>>>>>
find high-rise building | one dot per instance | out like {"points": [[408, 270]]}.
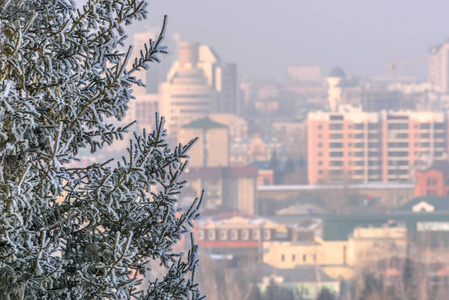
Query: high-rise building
{"points": [[356, 146], [334, 79], [198, 84], [212, 147], [157, 72], [438, 57]]}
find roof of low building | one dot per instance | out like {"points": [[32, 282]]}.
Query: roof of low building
{"points": [[440, 166], [204, 123], [337, 72], [302, 274], [439, 203]]}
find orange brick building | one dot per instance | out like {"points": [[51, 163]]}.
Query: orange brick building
{"points": [[433, 181], [356, 146]]}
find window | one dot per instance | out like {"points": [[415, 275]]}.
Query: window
{"points": [[266, 234], [336, 126], [256, 234], [336, 154], [234, 235], [336, 117], [223, 235], [335, 136], [396, 126], [336, 145]]}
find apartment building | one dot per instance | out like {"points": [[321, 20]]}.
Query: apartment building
{"points": [[356, 146], [433, 181], [198, 84]]}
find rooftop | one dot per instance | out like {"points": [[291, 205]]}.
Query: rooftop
{"points": [[205, 123]]}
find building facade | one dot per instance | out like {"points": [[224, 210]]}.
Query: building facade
{"points": [[231, 187], [433, 181], [438, 63], [359, 146]]}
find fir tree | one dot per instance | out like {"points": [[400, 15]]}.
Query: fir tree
{"points": [[88, 232]]}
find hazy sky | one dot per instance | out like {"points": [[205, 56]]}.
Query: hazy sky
{"points": [[265, 36]]}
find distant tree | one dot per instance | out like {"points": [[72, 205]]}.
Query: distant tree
{"points": [[90, 232], [408, 275], [275, 166], [372, 288], [273, 291], [325, 294]]}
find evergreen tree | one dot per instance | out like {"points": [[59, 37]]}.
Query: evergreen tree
{"points": [[408, 277], [84, 232], [274, 165], [273, 291]]}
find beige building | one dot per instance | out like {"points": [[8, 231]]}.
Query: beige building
{"points": [[336, 76], [438, 60], [356, 146], [197, 85], [338, 258], [231, 187]]}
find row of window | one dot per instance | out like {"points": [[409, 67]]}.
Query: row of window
{"points": [[233, 235], [304, 257], [390, 145]]}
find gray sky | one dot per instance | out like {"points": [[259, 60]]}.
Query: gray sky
{"points": [[265, 36]]}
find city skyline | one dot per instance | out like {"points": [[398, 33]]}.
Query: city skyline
{"points": [[264, 38]]}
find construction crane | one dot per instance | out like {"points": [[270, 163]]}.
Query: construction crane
{"points": [[394, 64]]}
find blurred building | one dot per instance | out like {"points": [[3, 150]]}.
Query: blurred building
{"points": [[334, 80], [438, 63], [356, 146], [237, 234], [304, 282], [231, 187], [238, 127], [198, 84], [433, 181], [157, 72], [143, 109], [212, 148]]}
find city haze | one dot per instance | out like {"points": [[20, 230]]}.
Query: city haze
{"points": [[264, 37]]}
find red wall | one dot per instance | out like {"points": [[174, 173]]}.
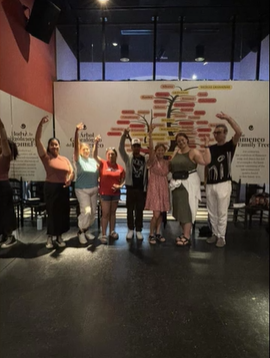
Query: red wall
{"points": [[27, 65]]}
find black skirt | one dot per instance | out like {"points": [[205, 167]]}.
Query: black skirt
{"points": [[8, 221], [57, 207]]}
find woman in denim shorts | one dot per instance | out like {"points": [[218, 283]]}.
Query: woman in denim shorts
{"points": [[112, 178]]}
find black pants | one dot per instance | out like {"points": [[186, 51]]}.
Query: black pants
{"points": [[7, 213], [135, 205], [57, 207]]}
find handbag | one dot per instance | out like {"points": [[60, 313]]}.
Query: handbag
{"points": [[180, 175]]}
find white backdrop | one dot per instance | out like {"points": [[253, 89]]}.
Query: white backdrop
{"points": [[109, 107], [21, 119]]}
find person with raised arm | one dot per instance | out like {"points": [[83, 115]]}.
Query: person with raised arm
{"points": [[185, 184], [157, 195], [8, 152], [136, 184], [59, 175], [112, 179], [86, 186], [218, 178]]}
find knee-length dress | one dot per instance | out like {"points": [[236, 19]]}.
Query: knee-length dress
{"points": [[157, 196], [185, 198]]}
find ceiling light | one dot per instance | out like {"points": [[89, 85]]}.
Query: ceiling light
{"points": [[199, 57], [136, 32]]}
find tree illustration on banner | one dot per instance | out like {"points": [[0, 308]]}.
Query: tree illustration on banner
{"points": [[173, 110]]}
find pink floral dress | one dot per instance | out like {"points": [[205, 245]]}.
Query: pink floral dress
{"points": [[157, 197]]}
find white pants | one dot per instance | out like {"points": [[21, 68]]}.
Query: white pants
{"points": [[87, 199], [218, 200]]}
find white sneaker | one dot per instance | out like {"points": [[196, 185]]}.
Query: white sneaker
{"points": [[60, 242], [139, 235], [89, 236], [82, 238], [10, 241], [103, 239], [130, 235], [49, 244], [220, 242]]}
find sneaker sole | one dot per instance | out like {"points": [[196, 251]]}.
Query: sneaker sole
{"points": [[9, 245]]}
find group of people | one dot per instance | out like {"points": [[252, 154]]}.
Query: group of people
{"points": [[149, 179]]}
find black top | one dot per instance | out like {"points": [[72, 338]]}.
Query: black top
{"points": [[219, 170], [138, 164]]}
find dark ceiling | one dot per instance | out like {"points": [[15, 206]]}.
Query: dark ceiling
{"points": [[205, 22]]}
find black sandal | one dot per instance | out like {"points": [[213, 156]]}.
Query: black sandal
{"points": [[182, 241], [152, 240], [160, 238]]}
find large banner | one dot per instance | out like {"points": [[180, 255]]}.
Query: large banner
{"points": [[21, 119], [191, 107]]}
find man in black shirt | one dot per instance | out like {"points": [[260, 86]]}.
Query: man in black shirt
{"points": [[219, 187], [136, 181]]}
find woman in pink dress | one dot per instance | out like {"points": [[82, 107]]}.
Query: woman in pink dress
{"points": [[157, 197]]}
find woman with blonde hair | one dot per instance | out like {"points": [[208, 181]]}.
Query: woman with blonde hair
{"points": [[185, 184], [157, 196], [86, 186], [8, 152]]}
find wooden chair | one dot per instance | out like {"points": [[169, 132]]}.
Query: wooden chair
{"points": [[121, 204], [258, 211], [73, 201], [17, 189]]}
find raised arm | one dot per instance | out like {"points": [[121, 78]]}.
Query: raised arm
{"points": [[95, 149], [152, 153], [6, 151], [121, 148], [40, 147], [70, 175], [77, 141], [205, 158], [233, 124]]}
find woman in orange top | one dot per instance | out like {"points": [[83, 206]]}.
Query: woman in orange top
{"points": [[59, 175], [112, 177], [8, 152]]}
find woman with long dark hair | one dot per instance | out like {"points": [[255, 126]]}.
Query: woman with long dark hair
{"points": [[59, 175], [8, 152], [185, 184]]}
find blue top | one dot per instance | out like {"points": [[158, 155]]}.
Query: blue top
{"points": [[87, 173]]}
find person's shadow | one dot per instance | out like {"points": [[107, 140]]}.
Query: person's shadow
{"points": [[24, 251], [33, 250]]}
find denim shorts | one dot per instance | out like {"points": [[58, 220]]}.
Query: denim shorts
{"points": [[110, 197]]}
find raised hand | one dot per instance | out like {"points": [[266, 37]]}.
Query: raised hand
{"points": [[80, 126], [98, 138], [222, 115], [44, 120], [126, 131], [206, 141]]}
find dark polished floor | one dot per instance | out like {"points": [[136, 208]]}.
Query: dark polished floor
{"points": [[135, 301]]}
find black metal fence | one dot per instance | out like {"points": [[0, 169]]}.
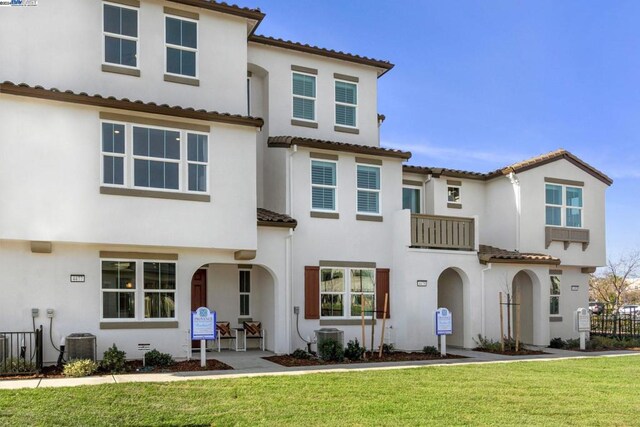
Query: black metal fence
{"points": [[615, 323], [20, 352]]}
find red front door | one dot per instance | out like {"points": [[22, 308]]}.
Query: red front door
{"points": [[198, 295]]}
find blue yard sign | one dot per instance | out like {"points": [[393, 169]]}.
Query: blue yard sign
{"points": [[203, 324]]}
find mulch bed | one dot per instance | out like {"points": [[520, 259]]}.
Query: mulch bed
{"points": [[132, 367], [396, 356]]}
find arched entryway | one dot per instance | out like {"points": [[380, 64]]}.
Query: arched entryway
{"points": [[451, 296], [237, 293], [522, 287]]}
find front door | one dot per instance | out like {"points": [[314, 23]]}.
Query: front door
{"points": [[198, 295]]}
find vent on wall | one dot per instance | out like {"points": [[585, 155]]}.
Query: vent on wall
{"points": [[81, 346]]}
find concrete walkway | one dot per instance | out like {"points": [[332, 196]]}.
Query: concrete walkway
{"points": [[251, 363]]}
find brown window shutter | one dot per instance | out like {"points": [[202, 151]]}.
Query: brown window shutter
{"points": [[382, 288], [311, 292]]}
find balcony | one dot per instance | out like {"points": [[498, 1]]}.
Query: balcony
{"points": [[442, 232]]}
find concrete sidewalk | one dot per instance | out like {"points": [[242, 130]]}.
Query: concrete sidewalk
{"points": [[251, 363]]}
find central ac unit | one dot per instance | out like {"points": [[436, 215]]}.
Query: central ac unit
{"points": [[81, 346]]}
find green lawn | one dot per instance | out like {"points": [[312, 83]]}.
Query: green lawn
{"points": [[597, 391]]}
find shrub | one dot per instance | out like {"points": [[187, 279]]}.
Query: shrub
{"points": [[557, 343], [113, 360], [300, 354], [431, 350], [354, 351], [17, 366], [157, 359], [80, 368], [331, 350]]}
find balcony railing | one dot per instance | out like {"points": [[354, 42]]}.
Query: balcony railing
{"points": [[442, 232]]}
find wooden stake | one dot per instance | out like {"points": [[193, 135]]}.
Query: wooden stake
{"points": [[501, 324], [517, 319], [384, 317], [364, 342]]}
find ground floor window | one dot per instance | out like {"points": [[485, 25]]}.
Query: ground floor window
{"points": [[245, 292], [343, 290], [123, 298], [554, 292]]}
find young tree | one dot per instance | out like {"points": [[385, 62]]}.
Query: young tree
{"points": [[611, 286]]}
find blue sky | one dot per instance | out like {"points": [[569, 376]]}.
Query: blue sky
{"points": [[481, 84]]}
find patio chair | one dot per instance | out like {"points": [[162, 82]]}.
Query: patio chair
{"points": [[254, 331], [223, 332]]}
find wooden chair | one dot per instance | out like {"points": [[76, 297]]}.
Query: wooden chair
{"points": [[223, 332], [253, 330]]}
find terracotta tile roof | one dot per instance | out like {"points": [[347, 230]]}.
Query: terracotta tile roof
{"points": [[223, 7], [488, 254], [516, 167], [288, 44], [274, 219], [97, 100], [287, 141]]}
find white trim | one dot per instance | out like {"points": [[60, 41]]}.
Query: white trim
{"points": [[354, 106], [346, 293], [314, 99], [179, 47], [334, 187], [378, 191], [121, 36], [138, 291]]}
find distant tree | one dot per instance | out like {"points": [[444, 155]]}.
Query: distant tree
{"points": [[612, 285]]}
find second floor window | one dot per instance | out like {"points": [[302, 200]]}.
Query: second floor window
{"points": [[304, 96], [346, 103], [120, 29], [182, 46], [368, 182], [563, 205], [323, 185]]}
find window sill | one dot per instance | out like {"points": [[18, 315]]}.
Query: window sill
{"points": [[326, 215], [108, 68], [137, 324], [373, 218], [345, 322], [116, 191], [304, 123], [346, 129], [182, 80]]}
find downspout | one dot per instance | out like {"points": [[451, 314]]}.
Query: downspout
{"points": [[516, 192], [483, 302]]}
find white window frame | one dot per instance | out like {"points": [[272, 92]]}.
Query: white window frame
{"points": [[139, 292], [415, 187], [378, 191], [240, 293], [185, 149], [459, 187], [179, 47], [182, 187], [314, 99], [334, 187], [125, 156], [563, 206], [106, 34], [347, 293], [558, 295], [355, 106]]}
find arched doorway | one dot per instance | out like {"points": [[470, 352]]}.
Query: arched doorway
{"points": [[522, 286], [450, 295], [237, 293]]}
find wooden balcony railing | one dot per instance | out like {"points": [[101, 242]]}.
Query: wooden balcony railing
{"points": [[442, 232]]}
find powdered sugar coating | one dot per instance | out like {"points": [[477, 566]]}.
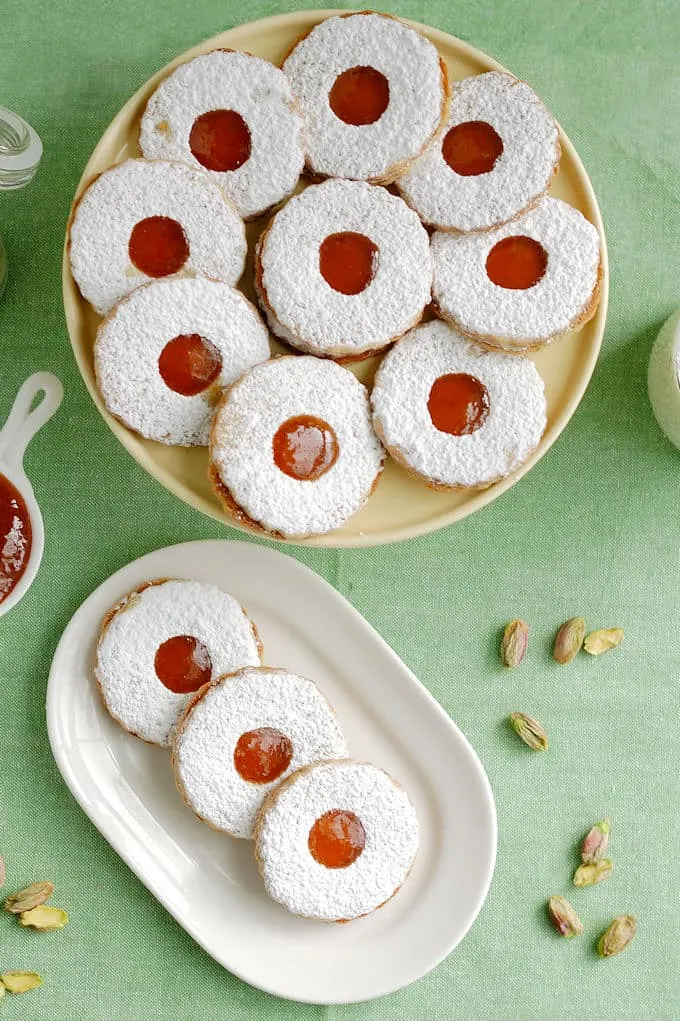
<<<<<
Short task:
Locate every line in the data above that contains the word "length", and copy each of those lines in full.

Solution to the problem:
find knee-length dress | one dot per instance | out like {"points": [[236, 19]]}.
Query: knee-length dress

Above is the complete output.